## PROVIDED ENTRIES
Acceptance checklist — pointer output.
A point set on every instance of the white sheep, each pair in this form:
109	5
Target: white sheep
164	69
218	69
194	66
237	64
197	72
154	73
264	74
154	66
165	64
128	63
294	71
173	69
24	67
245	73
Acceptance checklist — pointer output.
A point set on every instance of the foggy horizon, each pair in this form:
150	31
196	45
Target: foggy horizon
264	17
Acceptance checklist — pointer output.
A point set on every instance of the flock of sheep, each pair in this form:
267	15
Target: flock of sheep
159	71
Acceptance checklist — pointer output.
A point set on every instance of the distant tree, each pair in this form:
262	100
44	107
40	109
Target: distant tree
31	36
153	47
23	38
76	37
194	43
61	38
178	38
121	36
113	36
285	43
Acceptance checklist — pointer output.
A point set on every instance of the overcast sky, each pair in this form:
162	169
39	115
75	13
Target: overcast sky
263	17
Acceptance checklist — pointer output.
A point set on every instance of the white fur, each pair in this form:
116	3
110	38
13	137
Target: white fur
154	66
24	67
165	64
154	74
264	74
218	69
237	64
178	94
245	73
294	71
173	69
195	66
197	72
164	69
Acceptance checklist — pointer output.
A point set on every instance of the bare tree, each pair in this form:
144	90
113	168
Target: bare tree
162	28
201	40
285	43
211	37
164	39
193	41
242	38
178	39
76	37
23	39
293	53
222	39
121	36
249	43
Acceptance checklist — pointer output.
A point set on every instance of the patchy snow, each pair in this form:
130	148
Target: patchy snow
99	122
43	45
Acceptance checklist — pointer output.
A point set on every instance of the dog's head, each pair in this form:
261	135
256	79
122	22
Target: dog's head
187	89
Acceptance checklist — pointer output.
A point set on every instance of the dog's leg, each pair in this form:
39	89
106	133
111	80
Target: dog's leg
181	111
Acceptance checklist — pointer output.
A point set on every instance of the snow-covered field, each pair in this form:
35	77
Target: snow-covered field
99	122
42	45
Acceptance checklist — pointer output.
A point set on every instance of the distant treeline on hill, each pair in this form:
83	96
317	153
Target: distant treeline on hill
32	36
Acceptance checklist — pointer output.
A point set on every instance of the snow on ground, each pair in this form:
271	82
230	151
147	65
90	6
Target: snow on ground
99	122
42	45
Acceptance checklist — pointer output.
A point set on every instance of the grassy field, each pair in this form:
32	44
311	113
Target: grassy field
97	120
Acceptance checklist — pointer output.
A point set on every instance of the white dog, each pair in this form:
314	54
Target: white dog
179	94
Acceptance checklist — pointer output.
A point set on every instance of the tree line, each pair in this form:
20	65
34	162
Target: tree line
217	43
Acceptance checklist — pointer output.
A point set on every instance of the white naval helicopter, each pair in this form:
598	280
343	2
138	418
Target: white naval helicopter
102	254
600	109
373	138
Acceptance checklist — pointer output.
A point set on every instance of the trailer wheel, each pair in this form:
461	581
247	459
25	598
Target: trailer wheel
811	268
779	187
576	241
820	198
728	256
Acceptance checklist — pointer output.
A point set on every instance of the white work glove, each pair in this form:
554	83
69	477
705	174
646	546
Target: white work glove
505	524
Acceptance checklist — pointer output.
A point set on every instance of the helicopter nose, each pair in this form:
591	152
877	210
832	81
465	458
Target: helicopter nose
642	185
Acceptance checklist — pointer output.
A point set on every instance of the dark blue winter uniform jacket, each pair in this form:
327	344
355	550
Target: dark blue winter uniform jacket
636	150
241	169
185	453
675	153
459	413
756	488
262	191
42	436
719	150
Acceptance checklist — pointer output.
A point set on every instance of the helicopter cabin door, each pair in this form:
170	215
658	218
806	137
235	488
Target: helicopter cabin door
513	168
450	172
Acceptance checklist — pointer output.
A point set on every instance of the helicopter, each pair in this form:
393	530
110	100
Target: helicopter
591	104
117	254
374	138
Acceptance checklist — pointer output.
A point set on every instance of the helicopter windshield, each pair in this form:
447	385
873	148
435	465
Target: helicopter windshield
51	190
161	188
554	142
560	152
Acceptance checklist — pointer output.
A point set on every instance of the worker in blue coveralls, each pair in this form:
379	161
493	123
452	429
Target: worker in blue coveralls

## WHAT TO PRODUCE
Among the lines in the material above, some may hold "coveralls". State how many do, and add nothing.

## ANSWER
2